→ **Consigne de travail**:
Répondez aux questions suivantes à partir de l'article sur les Cigales.
1. Combien de Cigales compte-t-on dans les Pays de la Loire ?
2. Depuis combien d'années le concept existe-t-il ?
3. Combien de personnes faut-il réunir pour créer une Cigales ?

→ **Texte fourni**:

Des particuliers vont épargner pour porter les projets locaux
On les appelle « Les Cigales ». Entre aide financière et conseils pratiques, ces clubs d’investisseurs à l’épargne solidaire accompagnent des porteurs de projets en quête de fonds. Mode d’emploi.
On pourrait avoir du mal à le croire mais il y a des « Cigales » dans les Pays de la Loire. Elles sont au nombre de 38 dans la région, dont 7 en Mayenne. Ces cigales-là, combinent économie et citoyenneté… Rien à voir avec l’insecte méridional, ici « Cigales » est un acronyme de « Club d’investisseurs pour une gestion alternative et locale de l’épargne solidaire ». « Ce sont des particuliers qui mettent en commun leur éparge pour aider financièrement des porteurs de projets en lien avec le développement durable », résume ainsi Yvonne Genest, présidente de l’association régionale.
Redonner au citoyen sa raison d’être
Si le concept n’est pas nouveau - il existe depuis 32 ans -, il n’avait jusqu’alors pas trouvé écho dans les Coëvrons. « Nous avons organisé une première réunion d’informations à Saint-Georges-sur-Erve ce mardi. » Un départ « timide en terme de participation, » reconnaît Yvonne Genest. Suffisant toutefois pour donner des raisons d’espérer que l’initiative, qui fleurit aux quatre coins du département, émerge dans les Coëvrons. « L’économie ne doit pas être un gros mot. Tout à chacun peut participer au développement du territoire, à son échelle. Quatre membres de l’assemblée sont d’ores et déjà motivés pour se lancer dans l’aventure. »
Et le principe se veut simple. Pour créer une « Cigales », il suffit de réunir 5 à 20 personnes prêtes à épargner ensemble, sous forme d’indivision. De 10 à 450 € mensuels. « Quel que soit le montant, chaque membre représente une voix. » Le club est créé pour une durée de 5 ans. Cinq années durant lesquelles il ambitionne d’appuyer un ou plusieurs porteurs de projets locaux. La prime étant faite aux projets sociaux, culturels et écologiques.
Et Yvonne Genest de pointer : « La « Cigales » est autonome dans ses choix de financement. Cela redonne au citoyen sa raison d’être : un acteur du territoire. » Elle entre alors au capital de la société, sans jamais y exercer une position majoritaire. « Cela permet à l’initiateur de grandir sans perdre son âme. » Car si les Cigales permettent à certaines entreprises de voir le jour, elles en accompagnent aussi d’autres dans leur développement…
Le soutien des « cigaliers » ne se limite pas à un coup de pouce financier. Apporter un regard bienveillant, témoigner de son expérience, suggérer des solutions… Vaut tout autant que l’investissement. « C’est même primordial, on va jusqu’à accompagner le porteur de projet à la banque. Nous nous efforçons de les faire profiter de notre réseau. Et notre appui est souvent la seule solution pour que des projets démarrent. Nous ne sommes pas en compétition avec ce qui existe, nous les aiguillons vers les chambres consulaires ou fonds d’initiative dès lors que c’est opportun. » Et après ? « La « Cigales » est placée en gestion et attend le remboursement de son investissement. » Certains quittent le mouvement à l’échéance de leur épargne, d’autres créent de nouveaux clubs.

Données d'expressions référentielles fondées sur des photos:

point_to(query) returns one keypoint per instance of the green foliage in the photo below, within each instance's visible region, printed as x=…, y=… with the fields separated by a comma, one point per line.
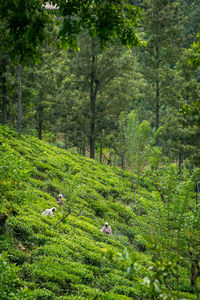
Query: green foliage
x=9, y=279
x=75, y=259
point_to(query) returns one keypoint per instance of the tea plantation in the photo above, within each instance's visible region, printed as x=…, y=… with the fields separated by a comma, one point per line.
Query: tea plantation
x=66, y=256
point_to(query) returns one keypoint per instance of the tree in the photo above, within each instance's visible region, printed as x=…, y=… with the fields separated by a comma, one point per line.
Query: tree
x=134, y=145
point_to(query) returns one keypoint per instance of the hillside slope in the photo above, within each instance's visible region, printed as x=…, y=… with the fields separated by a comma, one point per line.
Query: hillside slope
x=70, y=259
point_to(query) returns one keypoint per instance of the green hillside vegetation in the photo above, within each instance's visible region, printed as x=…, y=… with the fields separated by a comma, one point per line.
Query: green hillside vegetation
x=155, y=237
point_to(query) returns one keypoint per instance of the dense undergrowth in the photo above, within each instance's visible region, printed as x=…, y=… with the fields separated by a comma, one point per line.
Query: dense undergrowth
x=74, y=259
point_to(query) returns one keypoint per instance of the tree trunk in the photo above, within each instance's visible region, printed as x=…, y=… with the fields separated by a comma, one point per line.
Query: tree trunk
x=19, y=121
x=40, y=116
x=101, y=147
x=3, y=225
x=195, y=272
x=180, y=160
x=4, y=94
x=123, y=161
x=157, y=105
x=157, y=93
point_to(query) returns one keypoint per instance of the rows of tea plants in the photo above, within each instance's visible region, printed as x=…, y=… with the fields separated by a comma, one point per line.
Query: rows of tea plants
x=66, y=256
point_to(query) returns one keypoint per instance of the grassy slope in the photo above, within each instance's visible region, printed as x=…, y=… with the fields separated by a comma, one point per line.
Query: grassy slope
x=69, y=259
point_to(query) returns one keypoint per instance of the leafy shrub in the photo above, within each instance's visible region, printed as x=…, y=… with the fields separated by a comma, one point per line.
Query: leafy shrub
x=16, y=256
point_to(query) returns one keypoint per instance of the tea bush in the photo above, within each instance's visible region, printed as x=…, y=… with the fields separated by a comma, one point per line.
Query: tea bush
x=66, y=256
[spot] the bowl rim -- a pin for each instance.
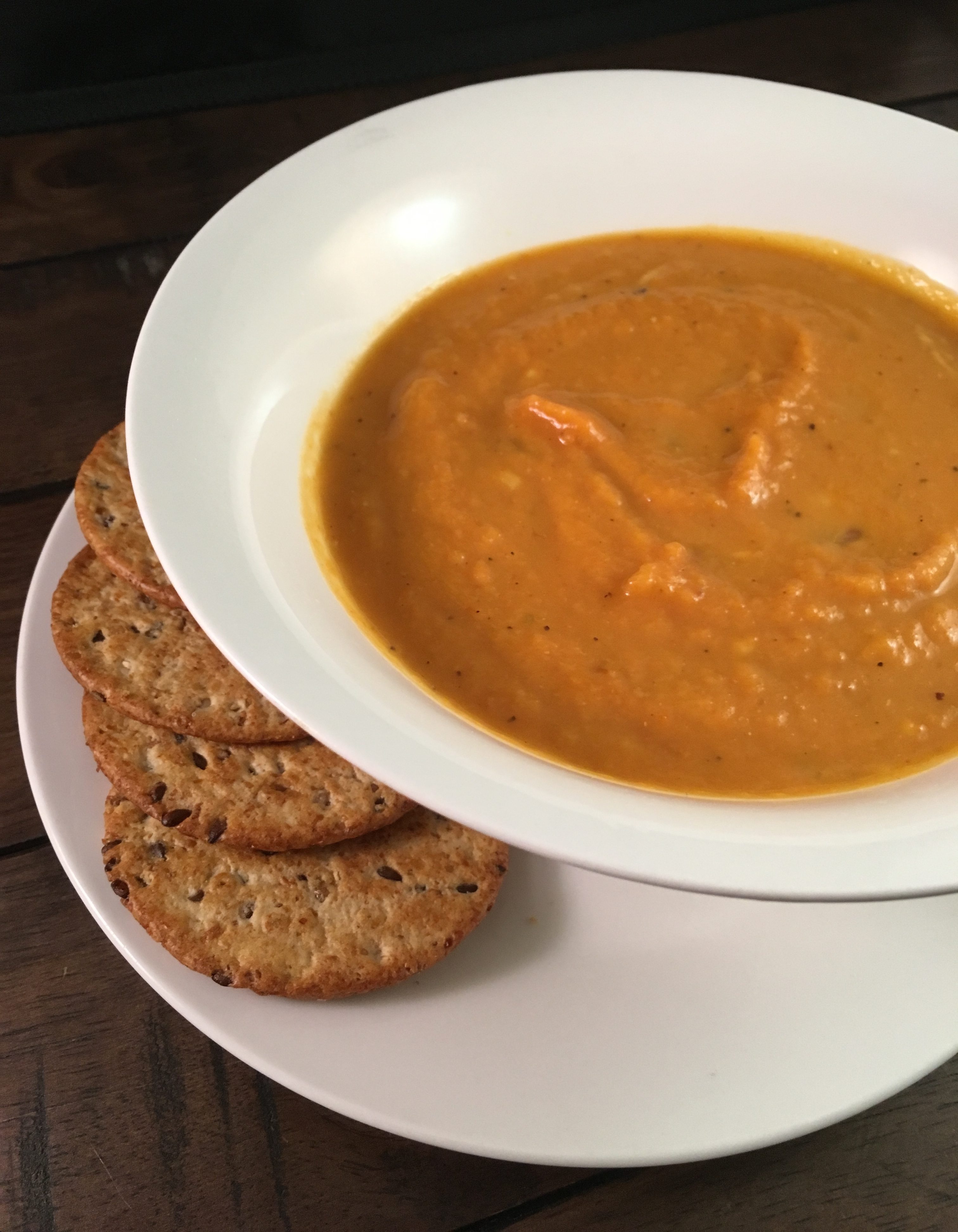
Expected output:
(227, 597)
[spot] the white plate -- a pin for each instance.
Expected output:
(590, 1020)
(267, 306)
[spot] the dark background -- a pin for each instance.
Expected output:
(66, 63)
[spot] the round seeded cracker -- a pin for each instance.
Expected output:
(327, 922)
(106, 511)
(155, 663)
(275, 797)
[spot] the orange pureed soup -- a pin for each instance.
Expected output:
(674, 508)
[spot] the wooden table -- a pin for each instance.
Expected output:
(114, 1112)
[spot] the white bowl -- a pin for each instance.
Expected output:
(265, 310)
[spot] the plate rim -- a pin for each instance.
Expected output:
(231, 644)
(34, 626)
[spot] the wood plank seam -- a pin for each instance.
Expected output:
(37, 492)
(41, 841)
(513, 1215)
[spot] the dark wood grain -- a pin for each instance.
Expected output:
(118, 1113)
(114, 1112)
(24, 526)
(68, 331)
(153, 179)
(69, 323)
(894, 1167)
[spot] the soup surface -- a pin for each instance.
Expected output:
(675, 508)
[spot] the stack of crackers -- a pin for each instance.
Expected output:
(248, 849)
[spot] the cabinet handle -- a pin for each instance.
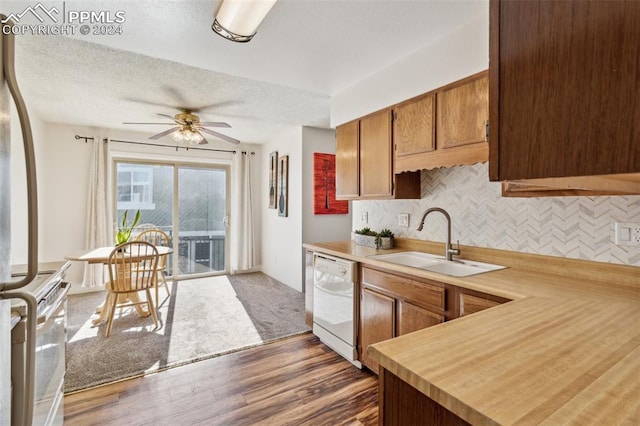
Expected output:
(486, 131)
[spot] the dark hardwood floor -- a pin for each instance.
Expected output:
(295, 381)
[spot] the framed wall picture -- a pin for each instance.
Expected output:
(283, 185)
(273, 180)
(324, 186)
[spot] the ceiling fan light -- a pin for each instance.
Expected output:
(187, 136)
(238, 20)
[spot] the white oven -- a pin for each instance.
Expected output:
(334, 304)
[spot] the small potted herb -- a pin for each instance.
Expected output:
(384, 239)
(367, 237)
(124, 229)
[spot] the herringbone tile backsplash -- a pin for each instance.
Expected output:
(574, 227)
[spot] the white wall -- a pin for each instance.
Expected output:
(282, 236)
(460, 53)
(19, 219)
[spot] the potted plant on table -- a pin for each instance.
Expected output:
(369, 238)
(124, 229)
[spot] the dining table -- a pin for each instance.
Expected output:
(100, 255)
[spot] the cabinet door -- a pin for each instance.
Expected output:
(413, 127)
(564, 88)
(463, 111)
(376, 174)
(347, 161)
(377, 323)
(412, 318)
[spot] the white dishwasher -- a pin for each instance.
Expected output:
(334, 305)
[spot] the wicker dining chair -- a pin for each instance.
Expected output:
(128, 278)
(159, 239)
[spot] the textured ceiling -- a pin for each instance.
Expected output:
(168, 57)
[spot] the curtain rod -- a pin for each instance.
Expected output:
(187, 148)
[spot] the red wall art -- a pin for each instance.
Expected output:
(324, 186)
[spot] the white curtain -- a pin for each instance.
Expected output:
(98, 228)
(243, 250)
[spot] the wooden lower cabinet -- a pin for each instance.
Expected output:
(392, 305)
(412, 318)
(377, 314)
(402, 404)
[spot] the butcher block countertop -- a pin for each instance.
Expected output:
(566, 350)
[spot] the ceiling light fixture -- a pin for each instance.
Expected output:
(238, 20)
(187, 135)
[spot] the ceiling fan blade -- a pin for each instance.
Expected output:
(221, 136)
(214, 124)
(172, 118)
(156, 124)
(165, 133)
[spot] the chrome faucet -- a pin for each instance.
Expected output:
(448, 251)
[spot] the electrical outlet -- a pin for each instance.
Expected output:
(364, 217)
(403, 220)
(627, 234)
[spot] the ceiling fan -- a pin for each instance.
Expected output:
(189, 129)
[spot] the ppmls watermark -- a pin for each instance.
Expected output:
(57, 20)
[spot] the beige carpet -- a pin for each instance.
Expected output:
(203, 318)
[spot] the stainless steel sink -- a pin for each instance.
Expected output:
(438, 264)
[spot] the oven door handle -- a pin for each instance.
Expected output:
(53, 307)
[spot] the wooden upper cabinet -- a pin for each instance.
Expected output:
(413, 126)
(564, 89)
(463, 111)
(347, 160)
(376, 173)
(364, 161)
(443, 128)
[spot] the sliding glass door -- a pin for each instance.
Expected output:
(187, 202)
(202, 212)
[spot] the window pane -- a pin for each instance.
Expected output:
(202, 212)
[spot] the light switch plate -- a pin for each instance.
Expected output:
(364, 217)
(403, 220)
(627, 234)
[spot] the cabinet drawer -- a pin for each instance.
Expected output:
(419, 292)
(470, 304)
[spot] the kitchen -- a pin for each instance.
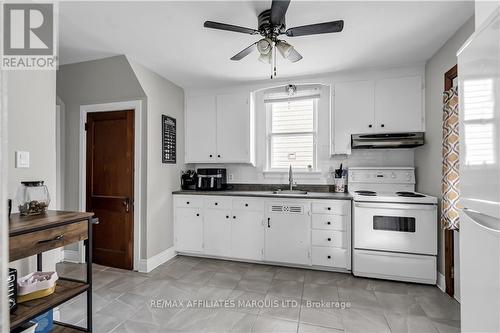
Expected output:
(308, 183)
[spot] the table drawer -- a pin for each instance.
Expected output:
(329, 238)
(330, 207)
(189, 201)
(329, 256)
(214, 202)
(32, 243)
(329, 222)
(248, 204)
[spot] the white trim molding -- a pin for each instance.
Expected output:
(441, 284)
(135, 105)
(147, 265)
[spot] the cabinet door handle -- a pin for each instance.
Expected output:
(55, 239)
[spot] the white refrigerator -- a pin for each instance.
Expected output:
(479, 89)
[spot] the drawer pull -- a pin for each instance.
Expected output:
(55, 239)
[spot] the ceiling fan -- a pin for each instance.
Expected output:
(271, 25)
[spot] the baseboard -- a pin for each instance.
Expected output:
(72, 256)
(147, 265)
(441, 284)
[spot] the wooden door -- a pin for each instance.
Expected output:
(233, 129)
(110, 186)
(353, 113)
(398, 105)
(200, 130)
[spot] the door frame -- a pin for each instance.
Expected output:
(135, 105)
(449, 246)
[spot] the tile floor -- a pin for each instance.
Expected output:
(255, 298)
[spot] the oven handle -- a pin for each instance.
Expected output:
(394, 206)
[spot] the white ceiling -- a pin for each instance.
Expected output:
(169, 38)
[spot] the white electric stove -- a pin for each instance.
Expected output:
(394, 228)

→ **Espace de réponse**:
1. On en compte 38, dont 7 en Mayenne.
2. Il existe depuis 32 ans.
3. Il faut réunir de 5 à 20 personnes.